╭─ PROVIDED RECORDS

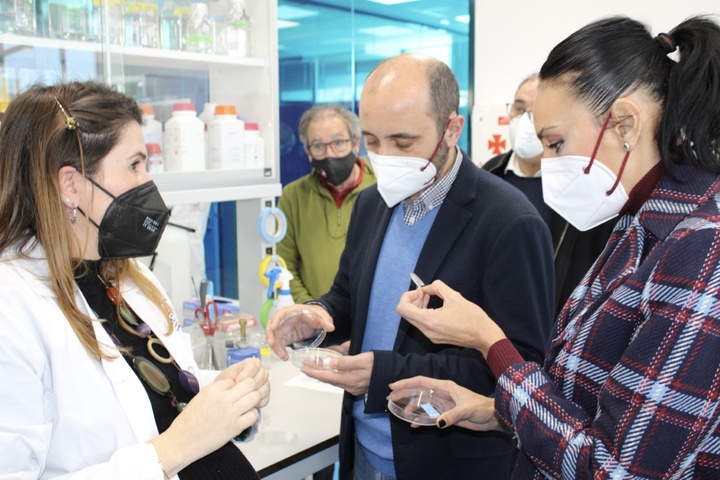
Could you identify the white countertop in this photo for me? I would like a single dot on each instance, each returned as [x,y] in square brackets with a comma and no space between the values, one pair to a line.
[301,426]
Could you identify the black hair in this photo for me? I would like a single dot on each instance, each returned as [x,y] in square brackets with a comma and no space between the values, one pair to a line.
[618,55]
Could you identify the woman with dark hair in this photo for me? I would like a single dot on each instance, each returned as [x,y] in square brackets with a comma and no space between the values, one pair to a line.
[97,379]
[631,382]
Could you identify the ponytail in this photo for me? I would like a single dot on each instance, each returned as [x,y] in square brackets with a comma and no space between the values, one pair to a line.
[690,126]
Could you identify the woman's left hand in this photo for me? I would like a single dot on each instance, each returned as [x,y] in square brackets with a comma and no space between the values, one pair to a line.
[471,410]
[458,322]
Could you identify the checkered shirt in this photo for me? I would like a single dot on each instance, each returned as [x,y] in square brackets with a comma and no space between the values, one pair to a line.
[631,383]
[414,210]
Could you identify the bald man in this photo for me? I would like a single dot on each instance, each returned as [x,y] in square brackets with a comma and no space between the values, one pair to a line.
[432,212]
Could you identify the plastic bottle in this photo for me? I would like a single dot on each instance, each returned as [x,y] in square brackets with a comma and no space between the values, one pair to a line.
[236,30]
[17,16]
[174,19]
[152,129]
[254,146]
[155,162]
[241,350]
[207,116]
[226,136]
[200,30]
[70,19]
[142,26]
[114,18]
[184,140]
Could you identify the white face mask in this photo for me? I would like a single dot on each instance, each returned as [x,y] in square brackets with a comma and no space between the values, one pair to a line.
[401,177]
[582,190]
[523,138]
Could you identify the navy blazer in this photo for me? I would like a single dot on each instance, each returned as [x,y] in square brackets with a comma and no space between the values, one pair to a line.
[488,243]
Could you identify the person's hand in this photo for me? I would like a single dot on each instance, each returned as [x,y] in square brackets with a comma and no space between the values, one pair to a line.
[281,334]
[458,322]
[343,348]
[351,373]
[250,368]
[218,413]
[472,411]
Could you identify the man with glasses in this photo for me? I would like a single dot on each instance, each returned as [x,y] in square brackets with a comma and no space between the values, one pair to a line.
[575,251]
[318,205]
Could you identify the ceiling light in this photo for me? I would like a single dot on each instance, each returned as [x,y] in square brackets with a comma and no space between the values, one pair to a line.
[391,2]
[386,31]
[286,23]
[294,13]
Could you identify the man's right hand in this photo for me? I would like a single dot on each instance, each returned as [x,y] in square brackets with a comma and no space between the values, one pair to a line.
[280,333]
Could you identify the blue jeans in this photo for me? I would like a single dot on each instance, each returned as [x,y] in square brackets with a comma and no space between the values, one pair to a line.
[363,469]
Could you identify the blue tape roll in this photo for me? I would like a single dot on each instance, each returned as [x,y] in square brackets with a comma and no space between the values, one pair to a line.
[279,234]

╰─

[YOUR GOAL]:
Please restate each entry exactly, but drop any picture it holds.

[RESULT OF THE EXERCISE]:
Could you identify the white countertop in this photo for me? I would like a single dot on each instance, each returned as [x,y] in square brackets with a comma and no space between the values, one pair to a line.
[301,426]
Could you identify the black hair in this photo for me? I would like a single dot on each instance, each returned as [x,y] in square brackets with a comma and no space between the values, one pair to a line.
[618,55]
Could you identify the woman with dark hair in this photo for me? I would like a single dot on each instance, each returned as [x,y] in square brackets with a comma and no space between the values, one pair to a line.
[97,379]
[631,382]
Could you identify the ponytail in this photo for me? I would like a single dot on each instance, each returned as [x,y] in square brackets with a comma and no space between the values, one pair to a line.
[690,126]
Could you identify the woman's left hand in this photo for me? I would like a single dot on each instance, each returned as [x,y] in square brackets with a comma and no space between the values, one pair to a line.
[471,410]
[458,322]
Could you identify the checkered shirt in this photo for me? I would like a single dot on each instance, each returned as [x,y] in square brackets with a comma and no space between the values, one pair to a line.
[631,383]
[414,210]
Could you identify the bald man in this photo for me? I would like a single dot on each instance, each returned as [x,y] in square brackets with a comma and no space between the values, one pair to a line.
[432,212]
Could you identify the plastic bottle in this photo for me? I would like a single dot on each instance, each returned as [x,y] in square brackets with a comma and no space between the values, one pair to a line.
[236,30]
[17,16]
[174,19]
[152,129]
[254,146]
[155,162]
[241,350]
[207,116]
[226,136]
[200,30]
[70,19]
[142,26]
[114,18]
[184,140]
Could you identify the white face mask in this photo for me? I would like a single dot on each instance, each returned as [x,y] in square brackets with a comma and no space between the values, one pair to a line.
[401,177]
[582,190]
[523,138]
Could you identify the navy blazer in this photo for me? I would like a single dot on each instance, each returned as [x,y] in square brackets with a comma and no space between the values, one pair to a line.
[488,243]
Could you identify the person's hand in this photo for me? I would like a single dot on each instance, each returned as [x,y] in square brackets with a comma and no space between the values, one pair to a line.
[281,334]
[458,322]
[343,348]
[351,373]
[250,368]
[218,413]
[472,411]
Could you identify the man with glasses in this photo for me? I would like a single dot on each instance, each returned as [x,y] in square brackets with a comma and no space between the values, one pair to a line.
[575,251]
[318,205]
Could you identify the ceiling light in this photo for me? I would like a single dot on each instance, each returned as [x,y] in square brackets with a comma and no space between the values, one pair to a line.
[391,2]
[386,31]
[286,23]
[294,13]
Could you identify the man's right hand in this photo for me? I would like a single dot on each instance, each returned as [x,y] in square brackets with a comma and no space between the values, one pair to a line.
[280,333]
Could you identify the blue jeans in this photo for me? I would like a single dot on each instance, each returned as [x,y] in square brackets with a comma and no space between the values, one pair to a line.
[363,469]
Could you identify the blue tape roll in this photo for me? I would like a single dot on each instance, each returned as [x,y] in square brackets with a comma and no space between the values, one pair to a line.
[279,234]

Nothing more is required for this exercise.